**DOCUMENT TEXT**.
No last goodbye for Gulf migrant workers lost to pandemic

No last goodbye for Gulf migrant workers lost to pandemic

Employees lift the body of a COVID-19 victim before loading it into the furnace at the New Sonapur Hindu crematorium in Dubai
Employees lift the body of a COVID-19 victim before loading it into the furnace at the New Sonapur Hindu crematorium in Dubai

DUBAI - The body of the Indian migrant who died from coronavirus far from home was kept inside the ambulance in front of the crematorium in case a friend came by for a last goodbye.

But nearly an hour later no one had appeared, and the workers in protective suits had to carry out their grim task.

In silence, the four men carefully moved the body, wrapped in a white plastic bag, to a furnace where it was reduced to ashes that were placed in a silver box.

Millions of foreigners work in the United Arab Emirates and across the other wealthy Gulf nations, providing the backbone of the workforce in hospitals and banks, as well as on construction sites and in factories.

Many have spent decades toiling to provide for their families, with the hope of returning one day to open a business or build a house.

But a death from coronavirus means that the body cannot be sent home, and that it has to be cremated or buried in the country where the person dies.

"The whole world is changing. Nobody comes anymore, nobody touches, nobody says goodbye," said Ishwar Kumar, a manager of the Hindu Cremation Ground located in a desert area south of Dubai.

Before coronavirus "people would come here, around 200 to 250, to grieve and bring flowers. Now they die alone," he told AFP.

The majority of the 166 deaths and 26,600 registered cases in Gulf countries so far have been foreigners, according to health ministries, most of them from Asian countries like India, Pakistan, Bangladesh, Nepal and the Philippines.

- One thing in common -

A few hours before the cremation of the Indian man -- aged in his 50s and a partner at a tourist company in Dubai -- the body of another victim, a 40-year-old Filipino beautician, was also cremated at the facility.

**WORK ITEM**. Carry on the article about Gulf migrant workers who died of coronavirus, starting right after its final sentence.

**DATA RECORDS**.
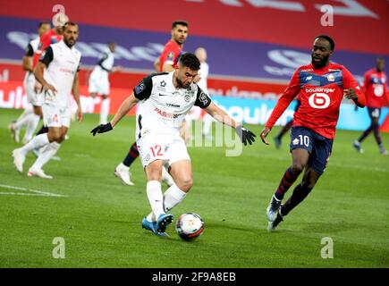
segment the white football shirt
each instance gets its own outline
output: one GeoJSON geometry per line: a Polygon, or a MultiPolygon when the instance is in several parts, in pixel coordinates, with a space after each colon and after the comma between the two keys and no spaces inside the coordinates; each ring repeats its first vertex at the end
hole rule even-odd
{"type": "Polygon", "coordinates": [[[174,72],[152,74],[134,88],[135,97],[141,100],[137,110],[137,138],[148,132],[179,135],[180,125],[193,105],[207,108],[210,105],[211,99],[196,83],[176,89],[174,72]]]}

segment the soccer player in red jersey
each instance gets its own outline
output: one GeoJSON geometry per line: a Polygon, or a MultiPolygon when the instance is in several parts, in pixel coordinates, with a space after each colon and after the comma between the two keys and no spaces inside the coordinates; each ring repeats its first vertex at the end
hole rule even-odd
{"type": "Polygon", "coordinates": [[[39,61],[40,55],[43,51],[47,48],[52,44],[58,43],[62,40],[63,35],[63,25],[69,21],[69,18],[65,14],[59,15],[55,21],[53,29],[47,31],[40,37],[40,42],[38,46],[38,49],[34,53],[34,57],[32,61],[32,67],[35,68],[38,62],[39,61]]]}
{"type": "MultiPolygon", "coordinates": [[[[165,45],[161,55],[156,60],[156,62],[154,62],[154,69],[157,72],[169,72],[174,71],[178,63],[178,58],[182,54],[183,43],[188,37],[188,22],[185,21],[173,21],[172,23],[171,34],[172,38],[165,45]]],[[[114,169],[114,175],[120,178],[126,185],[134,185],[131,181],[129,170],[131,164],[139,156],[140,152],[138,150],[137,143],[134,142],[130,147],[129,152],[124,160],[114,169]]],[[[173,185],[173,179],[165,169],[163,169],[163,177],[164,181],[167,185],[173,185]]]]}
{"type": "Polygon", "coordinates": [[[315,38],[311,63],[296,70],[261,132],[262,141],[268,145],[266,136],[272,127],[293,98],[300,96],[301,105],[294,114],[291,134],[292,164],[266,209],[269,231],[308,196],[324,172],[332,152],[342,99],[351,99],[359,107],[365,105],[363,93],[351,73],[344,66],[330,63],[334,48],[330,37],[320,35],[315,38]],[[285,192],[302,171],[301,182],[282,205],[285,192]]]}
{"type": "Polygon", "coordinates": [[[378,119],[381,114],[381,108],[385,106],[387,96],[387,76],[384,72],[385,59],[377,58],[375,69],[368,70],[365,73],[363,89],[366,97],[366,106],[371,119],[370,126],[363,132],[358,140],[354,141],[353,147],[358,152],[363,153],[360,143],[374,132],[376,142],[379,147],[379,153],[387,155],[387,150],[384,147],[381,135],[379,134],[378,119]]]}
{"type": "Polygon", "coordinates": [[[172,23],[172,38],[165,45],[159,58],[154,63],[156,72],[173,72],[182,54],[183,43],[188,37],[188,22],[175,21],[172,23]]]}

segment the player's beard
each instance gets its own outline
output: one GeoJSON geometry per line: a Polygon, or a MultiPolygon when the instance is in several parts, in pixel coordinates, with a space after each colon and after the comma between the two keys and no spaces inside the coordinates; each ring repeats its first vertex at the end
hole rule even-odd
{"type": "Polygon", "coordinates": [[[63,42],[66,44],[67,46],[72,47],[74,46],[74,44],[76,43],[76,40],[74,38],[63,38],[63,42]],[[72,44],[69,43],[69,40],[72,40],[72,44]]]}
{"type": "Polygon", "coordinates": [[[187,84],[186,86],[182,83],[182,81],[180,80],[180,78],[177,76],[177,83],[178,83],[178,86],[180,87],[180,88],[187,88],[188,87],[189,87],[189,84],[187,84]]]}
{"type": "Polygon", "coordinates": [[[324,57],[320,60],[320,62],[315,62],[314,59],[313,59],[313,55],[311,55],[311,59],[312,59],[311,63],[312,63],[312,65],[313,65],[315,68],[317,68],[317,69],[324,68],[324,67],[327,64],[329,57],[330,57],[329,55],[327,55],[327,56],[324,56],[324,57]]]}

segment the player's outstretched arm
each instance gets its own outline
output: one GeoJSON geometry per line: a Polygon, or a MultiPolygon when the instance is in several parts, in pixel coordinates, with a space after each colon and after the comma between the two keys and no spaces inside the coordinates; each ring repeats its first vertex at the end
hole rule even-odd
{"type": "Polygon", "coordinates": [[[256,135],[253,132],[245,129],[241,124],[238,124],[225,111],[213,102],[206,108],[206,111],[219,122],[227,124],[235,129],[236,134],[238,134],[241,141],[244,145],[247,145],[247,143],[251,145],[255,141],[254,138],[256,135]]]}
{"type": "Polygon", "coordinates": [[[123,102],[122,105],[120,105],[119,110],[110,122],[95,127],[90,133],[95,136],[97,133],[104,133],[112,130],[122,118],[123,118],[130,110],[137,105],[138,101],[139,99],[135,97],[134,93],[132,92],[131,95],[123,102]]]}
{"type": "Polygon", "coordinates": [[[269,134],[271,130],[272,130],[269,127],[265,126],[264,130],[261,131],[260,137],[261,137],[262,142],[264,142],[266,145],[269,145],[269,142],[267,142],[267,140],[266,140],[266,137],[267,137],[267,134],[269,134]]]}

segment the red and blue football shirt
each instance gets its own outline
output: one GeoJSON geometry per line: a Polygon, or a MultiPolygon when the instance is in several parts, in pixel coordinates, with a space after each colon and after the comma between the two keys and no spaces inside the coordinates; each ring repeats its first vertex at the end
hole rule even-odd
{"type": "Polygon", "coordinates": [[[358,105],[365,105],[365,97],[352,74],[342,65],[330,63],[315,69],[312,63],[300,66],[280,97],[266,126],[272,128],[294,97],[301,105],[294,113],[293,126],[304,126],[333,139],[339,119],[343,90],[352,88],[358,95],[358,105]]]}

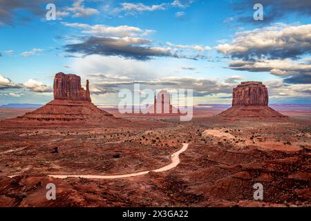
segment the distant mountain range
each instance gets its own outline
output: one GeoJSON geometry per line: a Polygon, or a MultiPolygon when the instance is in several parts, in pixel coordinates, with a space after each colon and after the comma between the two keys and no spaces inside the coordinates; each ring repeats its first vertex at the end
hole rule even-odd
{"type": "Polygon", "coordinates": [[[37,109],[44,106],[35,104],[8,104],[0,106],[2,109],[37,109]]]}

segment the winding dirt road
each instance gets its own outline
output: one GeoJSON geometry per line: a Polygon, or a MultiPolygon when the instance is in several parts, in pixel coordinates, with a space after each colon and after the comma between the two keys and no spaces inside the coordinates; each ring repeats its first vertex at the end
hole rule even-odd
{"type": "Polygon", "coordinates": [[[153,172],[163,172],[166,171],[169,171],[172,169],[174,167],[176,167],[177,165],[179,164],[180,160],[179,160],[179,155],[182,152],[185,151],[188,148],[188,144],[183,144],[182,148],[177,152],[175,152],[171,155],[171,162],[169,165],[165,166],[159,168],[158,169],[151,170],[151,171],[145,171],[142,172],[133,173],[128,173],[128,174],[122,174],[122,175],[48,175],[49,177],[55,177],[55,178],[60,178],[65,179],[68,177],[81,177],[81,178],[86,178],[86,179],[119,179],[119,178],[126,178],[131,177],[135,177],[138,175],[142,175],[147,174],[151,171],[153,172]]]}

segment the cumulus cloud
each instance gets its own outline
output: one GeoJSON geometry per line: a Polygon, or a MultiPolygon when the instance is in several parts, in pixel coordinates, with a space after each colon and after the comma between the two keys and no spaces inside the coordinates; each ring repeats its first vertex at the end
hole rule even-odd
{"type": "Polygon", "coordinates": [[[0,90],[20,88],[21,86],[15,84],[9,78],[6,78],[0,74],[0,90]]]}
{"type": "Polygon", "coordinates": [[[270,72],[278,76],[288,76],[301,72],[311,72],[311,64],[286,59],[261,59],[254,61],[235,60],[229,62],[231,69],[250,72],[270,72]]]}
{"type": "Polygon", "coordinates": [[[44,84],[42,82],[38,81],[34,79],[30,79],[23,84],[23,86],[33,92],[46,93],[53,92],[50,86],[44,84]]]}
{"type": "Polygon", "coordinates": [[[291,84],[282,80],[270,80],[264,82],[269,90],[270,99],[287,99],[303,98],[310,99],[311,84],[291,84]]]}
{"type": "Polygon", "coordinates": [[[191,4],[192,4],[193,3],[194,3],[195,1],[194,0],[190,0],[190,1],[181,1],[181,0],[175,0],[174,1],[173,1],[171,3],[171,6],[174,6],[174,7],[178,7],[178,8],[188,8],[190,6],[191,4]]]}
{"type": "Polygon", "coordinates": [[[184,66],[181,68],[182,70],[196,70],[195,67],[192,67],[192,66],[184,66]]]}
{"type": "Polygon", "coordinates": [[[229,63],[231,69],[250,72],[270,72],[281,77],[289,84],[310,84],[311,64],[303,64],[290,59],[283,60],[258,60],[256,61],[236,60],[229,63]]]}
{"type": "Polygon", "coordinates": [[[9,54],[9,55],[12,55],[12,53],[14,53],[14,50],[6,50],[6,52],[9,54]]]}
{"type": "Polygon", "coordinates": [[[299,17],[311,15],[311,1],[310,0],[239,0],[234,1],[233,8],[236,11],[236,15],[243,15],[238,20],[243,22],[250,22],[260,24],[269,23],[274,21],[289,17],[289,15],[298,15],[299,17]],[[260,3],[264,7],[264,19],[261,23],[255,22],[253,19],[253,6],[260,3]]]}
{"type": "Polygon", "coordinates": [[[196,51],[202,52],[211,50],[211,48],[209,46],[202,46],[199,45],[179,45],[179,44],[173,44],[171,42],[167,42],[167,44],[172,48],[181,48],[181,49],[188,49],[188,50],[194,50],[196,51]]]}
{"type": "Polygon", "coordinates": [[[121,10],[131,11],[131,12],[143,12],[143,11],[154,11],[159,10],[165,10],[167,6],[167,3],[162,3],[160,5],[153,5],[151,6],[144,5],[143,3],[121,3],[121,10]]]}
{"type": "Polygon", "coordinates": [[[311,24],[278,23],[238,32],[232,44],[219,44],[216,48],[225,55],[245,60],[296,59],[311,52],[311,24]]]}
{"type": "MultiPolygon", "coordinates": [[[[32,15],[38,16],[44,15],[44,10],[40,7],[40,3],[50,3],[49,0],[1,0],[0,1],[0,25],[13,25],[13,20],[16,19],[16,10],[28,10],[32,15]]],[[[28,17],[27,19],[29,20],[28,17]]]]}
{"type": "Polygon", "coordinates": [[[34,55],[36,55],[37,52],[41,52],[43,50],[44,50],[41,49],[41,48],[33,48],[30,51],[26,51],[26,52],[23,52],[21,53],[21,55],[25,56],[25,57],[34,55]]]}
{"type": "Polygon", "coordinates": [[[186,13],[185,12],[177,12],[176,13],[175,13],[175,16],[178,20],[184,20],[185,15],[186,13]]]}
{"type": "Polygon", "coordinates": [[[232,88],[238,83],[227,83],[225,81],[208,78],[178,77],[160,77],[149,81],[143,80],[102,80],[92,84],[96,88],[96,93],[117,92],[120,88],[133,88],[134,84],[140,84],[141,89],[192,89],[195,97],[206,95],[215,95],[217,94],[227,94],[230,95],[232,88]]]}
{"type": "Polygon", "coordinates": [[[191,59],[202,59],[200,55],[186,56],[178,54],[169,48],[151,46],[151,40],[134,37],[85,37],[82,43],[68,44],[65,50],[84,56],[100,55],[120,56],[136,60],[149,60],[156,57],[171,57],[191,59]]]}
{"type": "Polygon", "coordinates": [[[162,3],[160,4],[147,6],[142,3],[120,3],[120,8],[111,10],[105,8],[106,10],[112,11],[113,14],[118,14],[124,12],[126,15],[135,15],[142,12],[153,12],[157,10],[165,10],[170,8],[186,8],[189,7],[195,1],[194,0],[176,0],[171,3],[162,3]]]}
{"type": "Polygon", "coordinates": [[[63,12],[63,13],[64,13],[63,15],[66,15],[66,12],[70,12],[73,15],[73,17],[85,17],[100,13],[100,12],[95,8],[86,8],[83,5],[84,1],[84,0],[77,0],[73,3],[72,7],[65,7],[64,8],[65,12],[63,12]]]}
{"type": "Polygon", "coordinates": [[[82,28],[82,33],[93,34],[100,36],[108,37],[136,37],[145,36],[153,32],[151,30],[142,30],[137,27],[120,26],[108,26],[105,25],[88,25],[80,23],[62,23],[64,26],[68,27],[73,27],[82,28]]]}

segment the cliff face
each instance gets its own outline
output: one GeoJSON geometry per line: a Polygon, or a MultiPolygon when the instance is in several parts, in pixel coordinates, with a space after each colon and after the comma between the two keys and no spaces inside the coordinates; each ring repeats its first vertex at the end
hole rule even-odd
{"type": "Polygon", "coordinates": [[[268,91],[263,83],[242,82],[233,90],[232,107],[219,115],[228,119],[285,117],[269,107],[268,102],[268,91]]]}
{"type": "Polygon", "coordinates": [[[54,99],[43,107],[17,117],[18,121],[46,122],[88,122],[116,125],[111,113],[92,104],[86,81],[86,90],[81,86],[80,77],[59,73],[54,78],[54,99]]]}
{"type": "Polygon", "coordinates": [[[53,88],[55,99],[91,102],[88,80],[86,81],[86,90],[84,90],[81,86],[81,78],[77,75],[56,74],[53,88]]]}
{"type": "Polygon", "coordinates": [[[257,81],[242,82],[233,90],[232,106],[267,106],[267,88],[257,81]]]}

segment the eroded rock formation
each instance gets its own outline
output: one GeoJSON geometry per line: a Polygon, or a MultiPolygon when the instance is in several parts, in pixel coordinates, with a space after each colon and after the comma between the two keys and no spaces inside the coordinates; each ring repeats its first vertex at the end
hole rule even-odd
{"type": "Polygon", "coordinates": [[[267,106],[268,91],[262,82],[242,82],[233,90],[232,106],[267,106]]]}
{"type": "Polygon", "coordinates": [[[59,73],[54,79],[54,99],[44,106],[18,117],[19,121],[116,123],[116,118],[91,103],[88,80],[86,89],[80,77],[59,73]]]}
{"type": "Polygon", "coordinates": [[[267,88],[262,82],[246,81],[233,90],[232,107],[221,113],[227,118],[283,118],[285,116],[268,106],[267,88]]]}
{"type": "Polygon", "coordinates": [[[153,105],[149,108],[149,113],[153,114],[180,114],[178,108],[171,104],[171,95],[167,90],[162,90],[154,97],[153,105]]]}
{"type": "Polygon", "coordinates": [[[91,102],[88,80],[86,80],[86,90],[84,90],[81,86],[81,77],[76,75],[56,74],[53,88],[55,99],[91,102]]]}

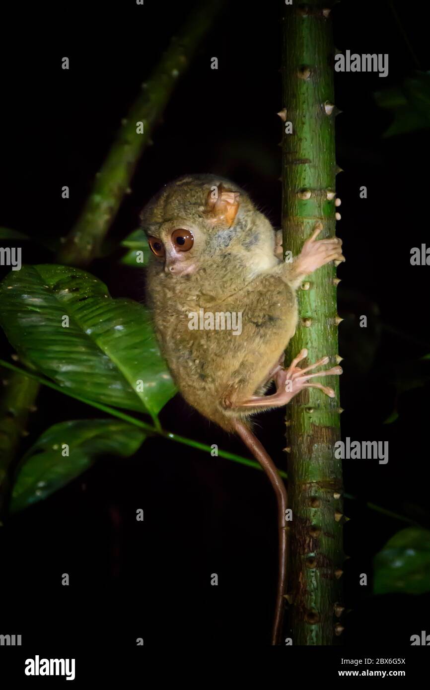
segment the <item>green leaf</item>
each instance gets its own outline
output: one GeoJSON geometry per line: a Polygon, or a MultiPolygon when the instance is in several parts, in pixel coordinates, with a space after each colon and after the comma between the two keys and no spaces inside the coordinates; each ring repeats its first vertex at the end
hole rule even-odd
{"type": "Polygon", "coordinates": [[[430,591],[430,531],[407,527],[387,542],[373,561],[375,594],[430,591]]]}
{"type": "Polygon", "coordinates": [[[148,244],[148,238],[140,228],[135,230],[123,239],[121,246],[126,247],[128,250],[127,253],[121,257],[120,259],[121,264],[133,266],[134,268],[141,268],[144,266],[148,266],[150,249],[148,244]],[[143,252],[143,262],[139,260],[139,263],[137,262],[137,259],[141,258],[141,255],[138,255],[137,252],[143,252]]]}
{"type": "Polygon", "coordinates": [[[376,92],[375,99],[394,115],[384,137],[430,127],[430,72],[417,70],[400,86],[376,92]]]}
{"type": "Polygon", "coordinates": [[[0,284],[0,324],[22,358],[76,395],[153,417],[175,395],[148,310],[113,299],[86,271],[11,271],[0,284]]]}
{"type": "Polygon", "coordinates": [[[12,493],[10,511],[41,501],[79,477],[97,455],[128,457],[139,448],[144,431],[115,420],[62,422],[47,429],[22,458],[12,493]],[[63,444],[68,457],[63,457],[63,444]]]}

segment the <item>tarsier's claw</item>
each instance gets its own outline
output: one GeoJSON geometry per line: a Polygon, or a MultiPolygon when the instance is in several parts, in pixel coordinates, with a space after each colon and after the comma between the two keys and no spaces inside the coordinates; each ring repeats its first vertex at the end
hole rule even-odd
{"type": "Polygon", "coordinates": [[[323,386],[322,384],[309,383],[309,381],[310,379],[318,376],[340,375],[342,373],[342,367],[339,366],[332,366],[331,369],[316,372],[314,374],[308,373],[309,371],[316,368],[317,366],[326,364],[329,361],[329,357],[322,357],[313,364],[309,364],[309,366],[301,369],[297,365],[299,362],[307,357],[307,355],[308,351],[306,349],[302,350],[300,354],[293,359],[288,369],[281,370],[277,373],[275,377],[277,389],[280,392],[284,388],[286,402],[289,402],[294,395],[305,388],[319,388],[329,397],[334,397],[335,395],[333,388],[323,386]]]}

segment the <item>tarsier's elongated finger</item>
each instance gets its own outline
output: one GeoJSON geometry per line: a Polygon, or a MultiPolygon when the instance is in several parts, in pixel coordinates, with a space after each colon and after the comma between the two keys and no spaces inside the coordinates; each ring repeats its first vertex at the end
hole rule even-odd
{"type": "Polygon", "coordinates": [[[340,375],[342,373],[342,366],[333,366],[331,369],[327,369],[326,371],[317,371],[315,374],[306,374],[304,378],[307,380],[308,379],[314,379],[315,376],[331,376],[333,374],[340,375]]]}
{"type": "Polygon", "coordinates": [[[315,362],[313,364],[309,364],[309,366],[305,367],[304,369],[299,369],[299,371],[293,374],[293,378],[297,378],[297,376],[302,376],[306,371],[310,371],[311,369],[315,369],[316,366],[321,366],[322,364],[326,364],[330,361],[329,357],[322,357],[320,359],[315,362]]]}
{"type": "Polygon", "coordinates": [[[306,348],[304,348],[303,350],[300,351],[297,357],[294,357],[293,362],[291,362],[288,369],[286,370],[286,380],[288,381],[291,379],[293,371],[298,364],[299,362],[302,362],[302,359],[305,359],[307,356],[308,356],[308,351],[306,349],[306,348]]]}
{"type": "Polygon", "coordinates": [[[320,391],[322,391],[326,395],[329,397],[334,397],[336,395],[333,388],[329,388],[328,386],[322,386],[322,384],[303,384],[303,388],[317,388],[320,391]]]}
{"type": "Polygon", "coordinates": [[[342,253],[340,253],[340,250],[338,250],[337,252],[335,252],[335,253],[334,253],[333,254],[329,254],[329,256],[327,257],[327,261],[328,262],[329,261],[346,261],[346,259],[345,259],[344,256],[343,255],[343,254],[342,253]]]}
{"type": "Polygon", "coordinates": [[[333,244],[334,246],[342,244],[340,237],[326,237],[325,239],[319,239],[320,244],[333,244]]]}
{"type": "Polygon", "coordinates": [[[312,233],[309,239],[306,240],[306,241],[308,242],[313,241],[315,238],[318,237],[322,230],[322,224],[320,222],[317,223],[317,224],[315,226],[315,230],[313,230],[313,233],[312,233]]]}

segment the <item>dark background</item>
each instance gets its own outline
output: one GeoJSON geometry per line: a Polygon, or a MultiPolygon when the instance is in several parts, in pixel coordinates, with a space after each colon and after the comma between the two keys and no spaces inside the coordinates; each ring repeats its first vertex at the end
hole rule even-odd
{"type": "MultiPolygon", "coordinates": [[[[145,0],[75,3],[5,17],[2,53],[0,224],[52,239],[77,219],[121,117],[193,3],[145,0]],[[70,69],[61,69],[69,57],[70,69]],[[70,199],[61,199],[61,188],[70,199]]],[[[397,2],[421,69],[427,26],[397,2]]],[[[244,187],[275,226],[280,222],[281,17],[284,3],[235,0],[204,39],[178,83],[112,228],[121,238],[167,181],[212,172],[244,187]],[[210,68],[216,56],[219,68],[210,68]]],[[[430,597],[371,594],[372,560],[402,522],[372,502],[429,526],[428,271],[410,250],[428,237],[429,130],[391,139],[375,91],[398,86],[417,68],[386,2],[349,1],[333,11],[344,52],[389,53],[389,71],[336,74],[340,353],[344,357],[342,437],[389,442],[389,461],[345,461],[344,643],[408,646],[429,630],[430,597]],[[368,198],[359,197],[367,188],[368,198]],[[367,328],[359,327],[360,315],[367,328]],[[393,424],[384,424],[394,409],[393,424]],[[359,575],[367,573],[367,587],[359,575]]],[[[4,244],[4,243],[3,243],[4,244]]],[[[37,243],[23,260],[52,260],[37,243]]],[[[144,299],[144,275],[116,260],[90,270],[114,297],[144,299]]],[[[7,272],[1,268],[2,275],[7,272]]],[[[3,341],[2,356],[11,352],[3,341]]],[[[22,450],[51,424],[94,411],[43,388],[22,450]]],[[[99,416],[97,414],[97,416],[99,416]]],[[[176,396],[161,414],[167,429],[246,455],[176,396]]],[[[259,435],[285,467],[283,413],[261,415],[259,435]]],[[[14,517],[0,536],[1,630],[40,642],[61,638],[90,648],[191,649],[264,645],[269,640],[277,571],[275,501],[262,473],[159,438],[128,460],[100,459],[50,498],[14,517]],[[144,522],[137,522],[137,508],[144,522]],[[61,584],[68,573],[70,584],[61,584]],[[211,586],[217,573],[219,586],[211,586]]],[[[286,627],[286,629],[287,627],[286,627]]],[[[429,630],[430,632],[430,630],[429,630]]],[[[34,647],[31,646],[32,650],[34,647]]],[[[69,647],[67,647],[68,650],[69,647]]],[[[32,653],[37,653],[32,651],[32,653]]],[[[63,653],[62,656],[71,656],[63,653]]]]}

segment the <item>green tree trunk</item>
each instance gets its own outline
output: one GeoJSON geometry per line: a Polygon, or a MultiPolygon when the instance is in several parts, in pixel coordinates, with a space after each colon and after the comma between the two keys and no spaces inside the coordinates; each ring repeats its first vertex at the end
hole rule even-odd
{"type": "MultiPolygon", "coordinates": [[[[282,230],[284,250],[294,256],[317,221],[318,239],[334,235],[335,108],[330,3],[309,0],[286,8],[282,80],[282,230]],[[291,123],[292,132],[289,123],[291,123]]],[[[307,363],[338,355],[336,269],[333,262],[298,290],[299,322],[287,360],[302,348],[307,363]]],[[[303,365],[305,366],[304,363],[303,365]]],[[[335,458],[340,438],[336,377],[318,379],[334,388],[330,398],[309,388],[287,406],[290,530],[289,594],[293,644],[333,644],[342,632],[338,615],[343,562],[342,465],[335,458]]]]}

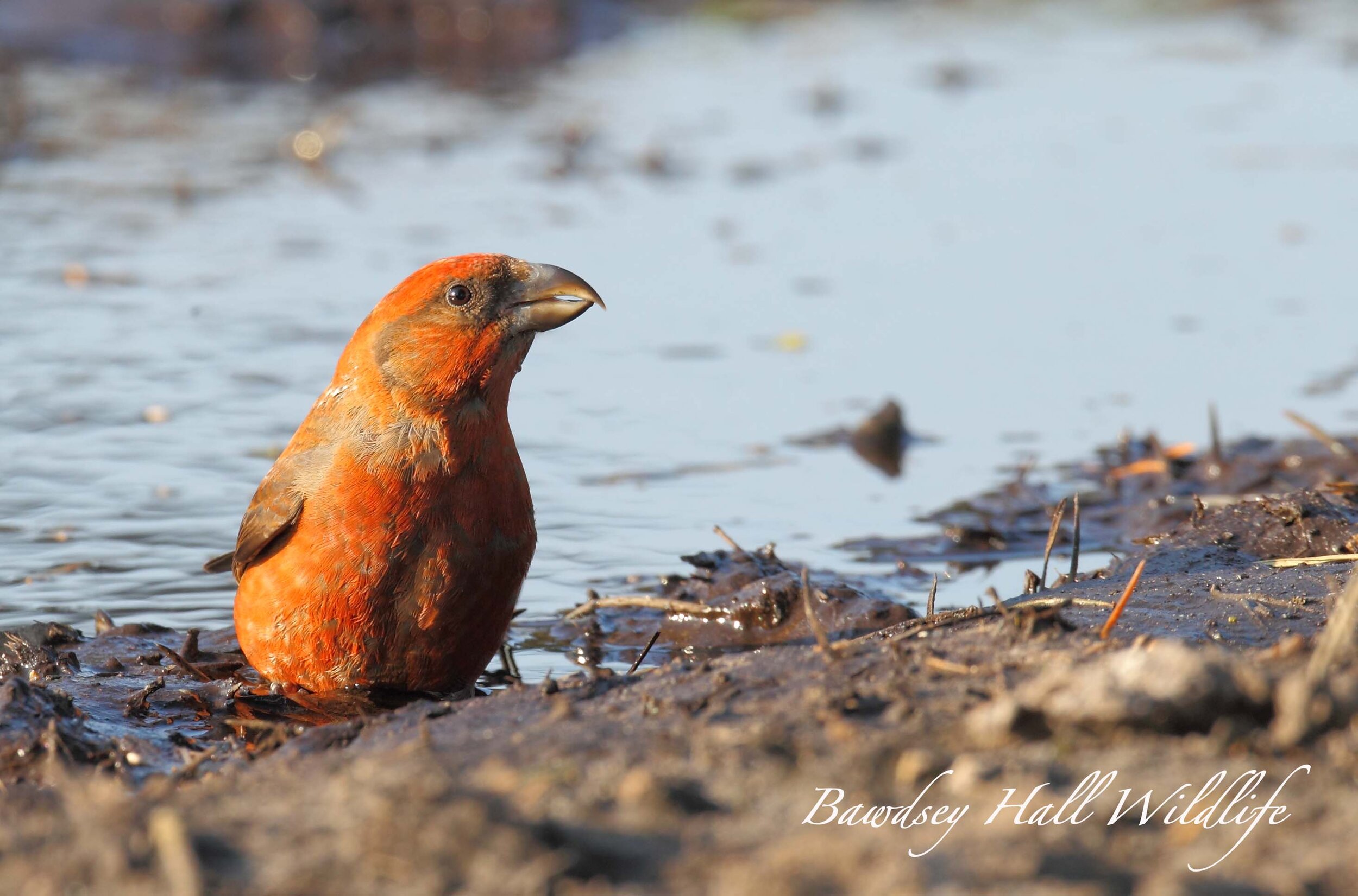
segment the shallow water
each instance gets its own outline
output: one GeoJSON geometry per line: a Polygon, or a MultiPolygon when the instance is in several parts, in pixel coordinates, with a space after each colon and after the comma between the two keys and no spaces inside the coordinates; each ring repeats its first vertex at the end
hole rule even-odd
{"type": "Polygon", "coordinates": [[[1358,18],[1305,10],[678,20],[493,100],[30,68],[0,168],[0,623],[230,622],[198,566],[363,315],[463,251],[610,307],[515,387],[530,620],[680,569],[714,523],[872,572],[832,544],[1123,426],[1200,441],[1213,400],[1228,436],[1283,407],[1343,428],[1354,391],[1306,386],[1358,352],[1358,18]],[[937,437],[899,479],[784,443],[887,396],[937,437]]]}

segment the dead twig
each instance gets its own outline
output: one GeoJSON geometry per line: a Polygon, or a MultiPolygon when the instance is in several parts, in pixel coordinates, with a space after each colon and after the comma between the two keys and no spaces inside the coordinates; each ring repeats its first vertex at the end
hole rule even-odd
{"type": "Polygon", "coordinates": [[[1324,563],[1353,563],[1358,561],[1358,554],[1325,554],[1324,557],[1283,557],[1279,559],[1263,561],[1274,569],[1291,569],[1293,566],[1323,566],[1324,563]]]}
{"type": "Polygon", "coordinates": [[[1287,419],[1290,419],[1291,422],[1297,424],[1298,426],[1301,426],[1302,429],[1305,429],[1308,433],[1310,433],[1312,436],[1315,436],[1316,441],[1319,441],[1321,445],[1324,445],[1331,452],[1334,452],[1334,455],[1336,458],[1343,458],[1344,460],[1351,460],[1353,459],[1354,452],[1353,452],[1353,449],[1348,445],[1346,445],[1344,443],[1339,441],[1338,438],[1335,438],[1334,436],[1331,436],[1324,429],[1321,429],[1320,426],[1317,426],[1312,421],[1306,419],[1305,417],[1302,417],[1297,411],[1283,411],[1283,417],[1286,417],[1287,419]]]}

**ANSWER TO THE PROBLEM**.
Both had one thing in common on their death certificates -- "covid pneumonia" as the cause of death.

The silver boxes, bought from a hypermarket, are handed over to the next of kin if they are in Dubai, or to the embassy.

"They work as labourers so most of them don't have family members. Sometimes their work colleagues come," said Suresh Galani, another manager at the facility.

Despite halting commercial flights to stop the spread of the pandemic, governments in the region have been trying to lay on repatriation flights for foreign workers who are now out of a job as the economy grinds to a halt.

But dealing with victims' bodies is another challenge, as the presence of the contagious disease means that burial or cremation has to take place immediately.

- 'Part of heaven' -

In Saudi Arabia, according to a source in the health ministry who spoke to AFP on condition of anonymity, "until now all the families are asking to bury the bodies inside Saudi because they prefer so."

Among them was Wazir Moahmed Saleh, a 57-year-old Afghan who worked and lived in the Muslim holy city of Medina since the 1980s after he fled his country during the war with the former Soviet Union.

The stationery shop owner died of coronavirus last week.

He had family in the holy city where the prophet's grave is located but had to be buried with only four people in attendance -- all his sons.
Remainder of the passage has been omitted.